**Provided data:**

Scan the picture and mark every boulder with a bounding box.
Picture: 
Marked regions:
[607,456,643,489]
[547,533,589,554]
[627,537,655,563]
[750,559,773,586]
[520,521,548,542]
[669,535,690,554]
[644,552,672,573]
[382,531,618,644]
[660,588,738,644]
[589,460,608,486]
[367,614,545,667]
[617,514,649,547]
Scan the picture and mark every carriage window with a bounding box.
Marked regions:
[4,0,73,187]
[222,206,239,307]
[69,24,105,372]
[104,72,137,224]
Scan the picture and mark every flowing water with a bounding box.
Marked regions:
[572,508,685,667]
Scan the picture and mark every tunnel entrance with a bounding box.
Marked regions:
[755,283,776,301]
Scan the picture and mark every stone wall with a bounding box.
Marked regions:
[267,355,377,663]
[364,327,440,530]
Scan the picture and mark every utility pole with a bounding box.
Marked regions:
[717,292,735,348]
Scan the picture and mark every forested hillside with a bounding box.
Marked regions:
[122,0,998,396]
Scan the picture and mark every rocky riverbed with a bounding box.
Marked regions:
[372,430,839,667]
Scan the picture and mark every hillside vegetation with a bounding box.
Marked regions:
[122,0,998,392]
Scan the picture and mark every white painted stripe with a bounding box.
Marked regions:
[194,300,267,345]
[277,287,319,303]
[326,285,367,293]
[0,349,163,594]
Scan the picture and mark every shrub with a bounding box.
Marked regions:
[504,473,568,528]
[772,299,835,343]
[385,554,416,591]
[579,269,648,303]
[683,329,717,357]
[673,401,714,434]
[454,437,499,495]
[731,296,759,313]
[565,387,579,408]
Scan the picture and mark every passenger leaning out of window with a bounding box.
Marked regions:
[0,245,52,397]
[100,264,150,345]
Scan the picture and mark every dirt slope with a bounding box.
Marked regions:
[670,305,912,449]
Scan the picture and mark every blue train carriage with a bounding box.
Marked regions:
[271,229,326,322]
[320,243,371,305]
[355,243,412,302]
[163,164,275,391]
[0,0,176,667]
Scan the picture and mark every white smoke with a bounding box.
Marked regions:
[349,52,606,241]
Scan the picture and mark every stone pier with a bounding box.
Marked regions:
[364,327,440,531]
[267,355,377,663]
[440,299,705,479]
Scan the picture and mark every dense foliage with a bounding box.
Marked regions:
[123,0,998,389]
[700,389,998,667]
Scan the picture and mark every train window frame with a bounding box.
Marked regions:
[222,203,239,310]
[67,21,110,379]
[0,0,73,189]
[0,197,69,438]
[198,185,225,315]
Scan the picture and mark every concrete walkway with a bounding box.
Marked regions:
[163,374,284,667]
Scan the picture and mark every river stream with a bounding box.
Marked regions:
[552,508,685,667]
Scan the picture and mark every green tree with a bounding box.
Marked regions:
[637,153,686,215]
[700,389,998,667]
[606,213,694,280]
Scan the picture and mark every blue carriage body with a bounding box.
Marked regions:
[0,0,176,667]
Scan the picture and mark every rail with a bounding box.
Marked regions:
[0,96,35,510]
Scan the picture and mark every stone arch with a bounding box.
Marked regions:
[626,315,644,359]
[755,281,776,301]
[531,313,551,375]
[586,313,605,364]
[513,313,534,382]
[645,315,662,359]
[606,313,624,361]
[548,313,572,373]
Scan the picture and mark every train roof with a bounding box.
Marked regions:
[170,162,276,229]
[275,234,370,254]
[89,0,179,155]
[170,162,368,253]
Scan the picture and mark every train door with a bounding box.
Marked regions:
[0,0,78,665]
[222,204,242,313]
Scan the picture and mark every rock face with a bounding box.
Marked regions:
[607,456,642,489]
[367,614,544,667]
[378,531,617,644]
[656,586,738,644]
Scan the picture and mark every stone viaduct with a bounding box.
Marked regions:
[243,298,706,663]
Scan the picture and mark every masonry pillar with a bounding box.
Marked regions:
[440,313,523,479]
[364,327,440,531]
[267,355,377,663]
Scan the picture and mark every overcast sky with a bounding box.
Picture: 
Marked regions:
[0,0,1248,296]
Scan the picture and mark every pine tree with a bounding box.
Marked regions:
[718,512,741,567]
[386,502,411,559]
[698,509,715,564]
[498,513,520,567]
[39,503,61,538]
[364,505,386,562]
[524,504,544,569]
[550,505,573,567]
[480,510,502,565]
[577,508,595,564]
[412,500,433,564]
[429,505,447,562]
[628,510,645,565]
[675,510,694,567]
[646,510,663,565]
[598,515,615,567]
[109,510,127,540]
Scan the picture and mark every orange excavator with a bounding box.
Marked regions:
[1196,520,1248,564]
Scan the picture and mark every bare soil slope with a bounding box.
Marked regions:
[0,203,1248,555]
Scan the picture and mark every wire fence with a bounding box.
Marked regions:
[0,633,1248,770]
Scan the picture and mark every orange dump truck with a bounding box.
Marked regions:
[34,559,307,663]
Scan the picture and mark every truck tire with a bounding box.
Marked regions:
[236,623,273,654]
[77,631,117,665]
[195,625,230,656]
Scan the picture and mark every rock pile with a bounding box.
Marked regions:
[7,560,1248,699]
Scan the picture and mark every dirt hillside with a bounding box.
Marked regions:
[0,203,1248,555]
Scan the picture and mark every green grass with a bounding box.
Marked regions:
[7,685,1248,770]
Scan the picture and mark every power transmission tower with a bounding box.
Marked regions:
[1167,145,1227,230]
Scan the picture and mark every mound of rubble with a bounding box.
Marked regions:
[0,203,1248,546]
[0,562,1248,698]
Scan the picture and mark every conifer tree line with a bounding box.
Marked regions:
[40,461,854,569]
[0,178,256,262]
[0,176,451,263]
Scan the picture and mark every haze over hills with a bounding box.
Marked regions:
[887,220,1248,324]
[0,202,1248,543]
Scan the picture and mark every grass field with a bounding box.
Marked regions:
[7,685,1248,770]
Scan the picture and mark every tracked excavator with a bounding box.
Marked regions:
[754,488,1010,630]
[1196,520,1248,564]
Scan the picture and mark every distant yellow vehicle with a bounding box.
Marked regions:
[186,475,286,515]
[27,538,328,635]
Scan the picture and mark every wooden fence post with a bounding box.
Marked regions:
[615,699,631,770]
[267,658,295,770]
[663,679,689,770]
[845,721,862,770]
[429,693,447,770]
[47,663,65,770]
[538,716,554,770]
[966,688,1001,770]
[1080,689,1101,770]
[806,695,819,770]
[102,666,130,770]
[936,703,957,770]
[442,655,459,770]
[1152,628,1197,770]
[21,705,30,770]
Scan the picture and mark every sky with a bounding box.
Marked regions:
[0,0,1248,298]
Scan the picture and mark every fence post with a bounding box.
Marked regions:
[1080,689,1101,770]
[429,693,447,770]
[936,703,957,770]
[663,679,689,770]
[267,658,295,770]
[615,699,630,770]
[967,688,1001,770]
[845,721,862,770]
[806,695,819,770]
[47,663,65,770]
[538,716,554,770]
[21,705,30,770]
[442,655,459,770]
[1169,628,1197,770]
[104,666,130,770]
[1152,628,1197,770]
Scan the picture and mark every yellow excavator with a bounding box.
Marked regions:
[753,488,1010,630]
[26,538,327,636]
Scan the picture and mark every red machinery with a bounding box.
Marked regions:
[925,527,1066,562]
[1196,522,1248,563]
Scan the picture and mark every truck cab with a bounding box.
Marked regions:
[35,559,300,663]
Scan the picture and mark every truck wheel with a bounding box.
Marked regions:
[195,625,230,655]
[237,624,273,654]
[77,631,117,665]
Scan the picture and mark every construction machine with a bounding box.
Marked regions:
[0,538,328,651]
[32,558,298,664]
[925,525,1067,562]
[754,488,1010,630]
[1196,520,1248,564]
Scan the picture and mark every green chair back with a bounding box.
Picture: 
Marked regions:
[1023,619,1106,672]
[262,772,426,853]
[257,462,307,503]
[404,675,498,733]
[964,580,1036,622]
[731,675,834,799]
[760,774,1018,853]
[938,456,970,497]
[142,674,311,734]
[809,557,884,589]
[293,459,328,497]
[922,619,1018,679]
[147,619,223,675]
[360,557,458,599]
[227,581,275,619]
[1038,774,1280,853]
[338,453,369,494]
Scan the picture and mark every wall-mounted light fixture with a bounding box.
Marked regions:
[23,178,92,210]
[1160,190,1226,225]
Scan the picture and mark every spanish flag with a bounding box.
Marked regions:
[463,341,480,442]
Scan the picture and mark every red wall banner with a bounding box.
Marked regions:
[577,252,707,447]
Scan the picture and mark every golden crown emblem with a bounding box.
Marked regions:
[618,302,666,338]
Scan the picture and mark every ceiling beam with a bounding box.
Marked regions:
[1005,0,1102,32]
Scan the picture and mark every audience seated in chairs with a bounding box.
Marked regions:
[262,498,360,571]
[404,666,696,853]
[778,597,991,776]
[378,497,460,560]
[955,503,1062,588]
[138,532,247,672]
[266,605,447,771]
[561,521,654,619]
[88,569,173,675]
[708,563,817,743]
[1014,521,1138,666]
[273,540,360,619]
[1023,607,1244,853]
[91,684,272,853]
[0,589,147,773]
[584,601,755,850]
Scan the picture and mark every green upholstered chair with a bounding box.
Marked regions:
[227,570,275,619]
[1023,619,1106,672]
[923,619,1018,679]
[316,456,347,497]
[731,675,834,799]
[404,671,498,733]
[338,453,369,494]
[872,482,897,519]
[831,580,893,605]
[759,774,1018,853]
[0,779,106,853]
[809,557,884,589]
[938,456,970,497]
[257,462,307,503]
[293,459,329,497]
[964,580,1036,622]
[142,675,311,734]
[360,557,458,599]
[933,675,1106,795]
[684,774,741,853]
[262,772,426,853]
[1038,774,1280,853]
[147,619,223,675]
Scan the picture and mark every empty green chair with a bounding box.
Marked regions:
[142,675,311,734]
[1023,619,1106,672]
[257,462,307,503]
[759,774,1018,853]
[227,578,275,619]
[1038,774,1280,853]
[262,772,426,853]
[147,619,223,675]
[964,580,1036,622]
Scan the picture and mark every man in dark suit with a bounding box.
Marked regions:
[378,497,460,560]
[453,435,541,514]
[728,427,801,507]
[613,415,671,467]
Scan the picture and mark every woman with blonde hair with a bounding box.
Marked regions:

**Instructions for the task:**
Could you set down again, word for word, the lines above starting at the one containing "Scan the picture and mark every red wall" and ending with the final line of the items?

**Written answer:**
Scan the picture and mark every red wall banner with a bounding box.
Marked regions:
[577,252,707,447]
Scan the picture and mark every golden crown emblem with a bounding box.
Marked regions:
[618,302,666,338]
Scan the picture and mark every ceiling beam with a bounding box.
Marked regions:
[1005,0,1102,32]
Scan the picture and mark every audience seated in chairs with a bounding box.
Marked regions:
[262,498,360,571]
[404,666,696,853]
[778,597,991,776]
[378,497,460,560]
[955,503,1062,588]
[138,532,247,672]
[266,605,447,771]
[561,521,654,619]
[88,569,173,675]
[708,563,817,743]
[1014,521,1138,666]
[273,540,360,619]
[1023,607,1244,853]
[91,684,272,853]
[0,589,147,773]
[584,601,755,850]
Scan the picture and mark every green upholstered chair with a bounding box.
Marked regions:
[227,570,275,619]
[1023,619,1106,672]
[923,619,1018,679]
[316,456,347,497]
[731,675,834,799]
[404,671,498,733]
[338,453,369,494]
[872,482,897,519]
[831,580,893,605]
[759,774,1018,853]
[0,779,106,853]
[809,557,884,589]
[938,456,970,497]
[257,462,307,503]
[293,459,329,497]
[964,580,1036,622]
[142,675,311,734]
[360,557,458,599]
[933,675,1106,795]
[684,774,741,853]
[262,772,426,853]
[1038,774,1280,853]
[147,619,223,675]
Scan the picture and mark every empty green chair with a bounding box.
Marked regions:
[142,675,311,734]
[1023,619,1106,672]
[257,462,307,503]
[759,774,1018,853]
[227,578,275,619]
[1038,774,1280,853]
[262,772,426,853]
[147,619,223,675]
[964,580,1036,622]
Scan the picture and mark every man in dark suit with a bounding box.
Marked regions:
[378,497,460,560]
[453,435,541,514]
[728,427,801,507]
[613,415,671,467]
Scan the picture and mark every woman with blonde hair with a bounding box.
Marked regions:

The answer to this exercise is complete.